## What this task involves
What is needed is every line, exactly as given, from the line containing "256L312 251L303 253L281" through the end of the data below.

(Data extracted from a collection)

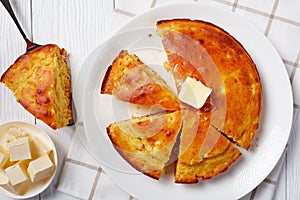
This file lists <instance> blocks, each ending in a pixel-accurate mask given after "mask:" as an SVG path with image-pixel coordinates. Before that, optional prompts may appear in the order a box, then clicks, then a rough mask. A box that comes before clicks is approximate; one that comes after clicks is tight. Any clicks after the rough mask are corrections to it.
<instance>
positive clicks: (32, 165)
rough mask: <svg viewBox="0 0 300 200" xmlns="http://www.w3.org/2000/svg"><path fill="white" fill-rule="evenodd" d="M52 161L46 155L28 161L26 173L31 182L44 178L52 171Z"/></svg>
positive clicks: (37, 181)
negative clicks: (27, 172)
mask: <svg viewBox="0 0 300 200" xmlns="http://www.w3.org/2000/svg"><path fill="white" fill-rule="evenodd" d="M53 168H54V166H53V163H52V161H51V160H50V158H49V157H48V155H45V156H42V157H39V158H38V159H36V160H33V161H31V162H30V163H29V166H28V169H27V171H28V174H29V176H30V180H31V181H32V182H38V181H40V180H42V179H44V178H47V177H49V176H50V175H51V174H52V171H53Z"/></svg>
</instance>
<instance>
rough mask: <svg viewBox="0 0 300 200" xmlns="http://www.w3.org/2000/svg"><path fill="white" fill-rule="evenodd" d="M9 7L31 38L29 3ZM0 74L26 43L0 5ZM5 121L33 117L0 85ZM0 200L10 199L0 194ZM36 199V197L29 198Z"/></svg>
mask: <svg viewBox="0 0 300 200" xmlns="http://www.w3.org/2000/svg"><path fill="white" fill-rule="evenodd" d="M10 3H11V6H12V8H13V10H14V12H15V15H16V17H17V19H18V20H19V23H20V25H21V27H22V28H23V30H24V32H25V34H26V35H27V37H28V38H30V37H31V8H30V1H17V0H11V1H10ZM0 25H1V29H0V44H1V48H0V74H1V75H2V74H3V73H4V71H5V70H6V69H7V68H8V67H9V66H10V65H11V64H12V63H13V62H14V61H15V60H16V59H17V58H18V57H19V56H20V55H21V54H23V53H24V52H25V50H26V43H25V41H24V40H23V38H22V36H21V34H20V33H19V31H18V29H17V27H16V25H15V24H14V22H13V20H12V18H11V17H10V15H9V14H8V12H7V11H6V9H5V8H4V7H3V6H2V4H0ZM7 121H27V122H30V123H34V117H33V116H32V115H30V114H29V113H28V112H27V111H26V110H25V109H24V108H23V107H22V106H21V105H20V104H19V103H17V102H16V100H15V97H14V96H13V93H12V92H11V91H10V90H9V89H8V88H7V87H5V85H4V84H0V123H1V124H2V123H4V122H7ZM0 199H3V200H8V199H11V198H8V197H5V196H4V195H2V194H0ZM30 199H31V200H34V199H38V196H36V197H33V198H30Z"/></svg>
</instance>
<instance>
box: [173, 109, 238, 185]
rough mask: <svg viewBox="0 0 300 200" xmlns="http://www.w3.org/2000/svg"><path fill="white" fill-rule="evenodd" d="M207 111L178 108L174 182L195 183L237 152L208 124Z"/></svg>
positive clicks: (201, 178)
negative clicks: (180, 123) (199, 179)
mask: <svg viewBox="0 0 300 200" xmlns="http://www.w3.org/2000/svg"><path fill="white" fill-rule="evenodd" d="M210 118H211V113H209V112H206V113H205V112H202V113H199V112H195V111H194V110H191V109H184V110H183V111H182V121H183V127H182V130H181V136H180V144H179V153H178V160H177V162H176V166H175V182H176V183H196V182H198V178H201V179H203V180H205V179H209V178H212V177H214V176H216V175H218V174H219V173H221V172H224V171H226V169H227V168H228V167H229V166H230V165H231V164H232V163H233V162H234V161H235V160H236V159H237V158H238V157H239V156H240V155H241V153H240V151H239V150H238V149H237V148H235V147H234V146H233V145H232V144H231V143H230V141H229V140H227V139H226V138H225V137H224V136H223V135H221V134H219V133H218V132H217V131H216V130H215V129H214V128H213V127H212V126H210Z"/></svg>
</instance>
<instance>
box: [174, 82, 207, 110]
mask: <svg viewBox="0 0 300 200" xmlns="http://www.w3.org/2000/svg"><path fill="white" fill-rule="evenodd" d="M211 91H212V89H211V88H208V87H206V86H205V85H203V84H202V83H201V82H200V81H197V80H196V79H193V78H191V77H187V78H186V79H185V81H184V83H183V84H182V86H181V90H180V93H179V99H180V100H181V101H182V102H184V103H186V104H188V105H190V106H192V107H194V108H196V109H199V108H201V107H202V106H203V105H204V103H205V101H206V99H207V98H208V97H209V95H210V93H211Z"/></svg>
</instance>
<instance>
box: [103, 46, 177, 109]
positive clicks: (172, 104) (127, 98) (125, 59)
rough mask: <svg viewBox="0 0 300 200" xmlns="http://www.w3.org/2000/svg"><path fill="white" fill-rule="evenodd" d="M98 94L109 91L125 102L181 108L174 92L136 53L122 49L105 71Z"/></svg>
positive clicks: (161, 106)
mask: <svg viewBox="0 0 300 200" xmlns="http://www.w3.org/2000/svg"><path fill="white" fill-rule="evenodd" d="M101 94H112V95H114V96H115V97H116V98H117V99H119V100H122V101H125V102H130V103H134V104H140V105H144V106H156V107H160V108H163V109H164V110H178V109H180V105H179V100H178V97H177V95H176V94H175V92H174V91H173V90H172V89H171V88H170V87H169V86H168V85H167V84H166V83H165V81H164V80H163V79H162V78H161V77H160V76H159V75H158V74H157V73H156V72H154V71H153V70H152V69H151V68H150V67H148V66H146V65H145V64H144V63H143V62H142V61H141V60H140V59H139V58H138V57H137V56H136V55H134V54H128V52H127V51H125V50H123V51H121V52H120V54H119V55H118V56H117V57H116V58H115V60H114V61H113V62H112V65H111V66H110V67H109V68H108V70H107V71H106V74H105V77H104V80H103V82H102V87H101Z"/></svg>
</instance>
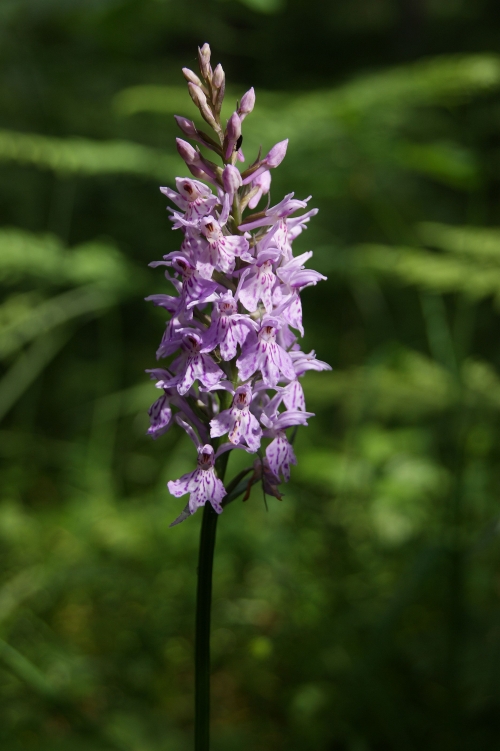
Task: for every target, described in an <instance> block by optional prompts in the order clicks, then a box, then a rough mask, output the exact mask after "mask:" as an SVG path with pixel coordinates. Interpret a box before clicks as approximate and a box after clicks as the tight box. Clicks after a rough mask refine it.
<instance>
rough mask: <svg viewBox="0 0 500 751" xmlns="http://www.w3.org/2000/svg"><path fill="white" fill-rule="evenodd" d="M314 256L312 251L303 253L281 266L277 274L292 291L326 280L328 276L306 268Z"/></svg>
mask: <svg viewBox="0 0 500 751" xmlns="http://www.w3.org/2000/svg"><path fill="white" fill-rule="evenodd" d="M312 254H313V253H312V250H310V251H309V252H308V253H302V255H300V256H296V257H295V258H292V260H291V261H288V262H287V263H285V264H283V265H282V266H280V268H279V269H278V270H277V272H276V273H277V275H278V276H279V278H280V279H281V281H283V282H285V284H286V285H287V286H288V287H290V288H292V289H303V288H304V287H309V286H311V285H315V284H317V283H318V282H320V281H322V280H324V279H326V276H323V274H320V273H319V271H313V270H312V269H306V268H305V266H304V264H305V263H306V261H308V260H309V259H310V258H311V256H312Z"/></svg>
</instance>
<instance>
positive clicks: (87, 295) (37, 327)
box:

## Exercise response
rough mask: <svg viewBox="0 0 500 751" xmlns="http://www.w3.org/2000/svg"><path fill="white" fill-rule="evenodd" d="M314 256L312 251L303 253L281 266L277 274L292 291L326 280L328 276L306 268Z"/></svg>
mask: <svg viewBox="0 0 500 751" xmlns="http://www.w3.org/2000/svg"><path fill="white" fill-rule="evenodd" d="M312 254H313V253H312V250H310V251H309V252H308V253H302V255H300V256H296V257H295V258H292V260H291V261H288V262H287V263H285V264H283V265H282V266H280V268H279V269H278V270H277V272H276V273H277V275H278V276H279V278H280V279H281V281H283V282H285V284H286V285H287V286H288V287H290V288H292V289H303V288H304V287H309V286H311V285H315V284H317V283H318V282H320V281H322V280H324V279H326V276H323V274H320V273H319V271H313V270H312V269H306V268H305V266H304V264H305V263H306V261H308V260H309V259H310V258H311V256H312Z"/></svg>
</instance>
<instance>
positive clicks: (87, 295) (37, 327)
box:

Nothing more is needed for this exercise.